= Source passage =
London Grip Poetry Review – Chris Armstrong

Wendy French considers a sizeable collection by Chris Armstrong and finds it honest about love, loss and the joy of being alive

Mostly Welsh
Chris Armstrong 
Y Lolfa
ISBN  978-1-78441-713-9
£6.99  140 pages

This is an interesting and heartfelt book written by a poet unknown to me until now. The book is accurately described as ‘poems of landscape, love and loss’. But Armstrong is not just locked in nostalgia. The poems travel a long way and are rooted in the Anglo-Welsh tradition where landscapes can be inter-woven with the self. Armstrong speaks from humanity: our place and our emotions are both based in the soil/soul of the land. He never strays into the sentimental but the language is fierce, simple and practical to convey the deepest of feelings about loss and the love of the Welsh land.

Where sea and sky meet
     A green flash from the set sun
Lighting distant shores                   
                                            [“Three Haikus”] 

This haiku is one of the three that end the collection and leave the reader dwelling on distant shores, some so far away we will never meet them and some that are lost to us now – shores we never want to return to and shores we still long for.

There is variety of poetic form in this book. There are haikus, a two-person dialogue, long and short poems all with dissimilar content so the reader needs to keep alert to new ideas.  I found the poem, “The Traveller” particularly pertinent and sad. After the war there were so many men like Alf Smith, the subject of the poem, who had seen many things and lived through dreadful atrocities only to return to roaming the Welsh fields and farms until they finally found somewhere to settle down and live out their days.

Remember him, then, for he will always be part of this farm’s past 
Staid as the land, this kindly man whose life beneath the stars was vast.   
                                                                                        [“The Traveller”]

The prose poem (to me it is prose poem) “Autumn” stands, as many autumnal poems do, for the in-between existence at the meeting of spring and winter. The everyday images and language in this poem emphasise what a short life we have on earth.

= Material shown =
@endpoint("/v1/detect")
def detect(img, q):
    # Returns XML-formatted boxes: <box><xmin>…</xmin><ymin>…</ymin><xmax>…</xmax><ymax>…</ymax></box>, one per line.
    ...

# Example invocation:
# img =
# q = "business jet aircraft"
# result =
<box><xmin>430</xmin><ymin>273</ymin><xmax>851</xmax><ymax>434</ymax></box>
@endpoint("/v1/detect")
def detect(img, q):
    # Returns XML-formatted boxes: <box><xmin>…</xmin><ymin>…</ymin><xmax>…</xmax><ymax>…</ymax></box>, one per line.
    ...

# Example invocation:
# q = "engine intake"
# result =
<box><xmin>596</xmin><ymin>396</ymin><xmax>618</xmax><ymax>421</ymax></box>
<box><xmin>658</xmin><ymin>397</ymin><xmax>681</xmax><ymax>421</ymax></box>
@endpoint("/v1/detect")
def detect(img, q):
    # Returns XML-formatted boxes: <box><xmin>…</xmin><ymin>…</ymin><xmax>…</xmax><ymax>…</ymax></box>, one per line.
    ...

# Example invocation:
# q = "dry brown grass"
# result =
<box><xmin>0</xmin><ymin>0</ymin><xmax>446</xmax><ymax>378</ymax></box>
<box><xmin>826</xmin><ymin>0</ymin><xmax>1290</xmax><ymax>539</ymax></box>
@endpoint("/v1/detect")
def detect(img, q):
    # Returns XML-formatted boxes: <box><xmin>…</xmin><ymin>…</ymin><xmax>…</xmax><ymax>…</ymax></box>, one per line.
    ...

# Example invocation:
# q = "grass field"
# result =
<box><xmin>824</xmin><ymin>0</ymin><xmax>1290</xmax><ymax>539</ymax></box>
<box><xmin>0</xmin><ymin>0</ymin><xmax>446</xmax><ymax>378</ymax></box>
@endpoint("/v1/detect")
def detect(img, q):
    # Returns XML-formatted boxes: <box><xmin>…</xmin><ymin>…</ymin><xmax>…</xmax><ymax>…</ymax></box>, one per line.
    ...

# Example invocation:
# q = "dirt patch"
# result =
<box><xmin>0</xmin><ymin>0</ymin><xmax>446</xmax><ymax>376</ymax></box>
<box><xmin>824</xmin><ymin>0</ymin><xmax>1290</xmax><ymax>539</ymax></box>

= Work request =
Continue the review of Chris Armstrong's "Mostly Welsh" from the end of its last sentence.

= Reply to the exercise =
Calm, but somehow the stillness – and the late day
dimming-light – speak more powerfully of the coming winter’s tour
than did the heralding winds…

The book is divided up into three sections, “Mostly Welsh” (the title poem is included in the first section). “Reminiscences” and “Journeys” make up the other to sections. However, in the “Mostly Welsh” section Armstrong looks beyond Wales and Welsh culture to embrace other cultures and nationalities too.

Then they may live within our sphere
And raise their lovely children here…    
                                                      [“One People”]

“Reminiscences” is a moving section about his lover’s/wife’s illness, diagnosis and death. The poems explore the physical and emotional pain transmitted between loved ones.

And the horizon is lost to the closer lacework of the leafless hedge.  
                                                      [“On leaving a Hospital Room”]

This book is truthful. It is honest about feelings, love, loss and the joy of being alive. But there are also reflections upon the often, inadequacy of words:

Too much was lost in words
too long the time that winds
between our words of love and passion
with communion only in our minds.      
                                                   [“Dance Macabre”]


          no man should know 
          or say

words no child should hear:
parent, pray
to be spared.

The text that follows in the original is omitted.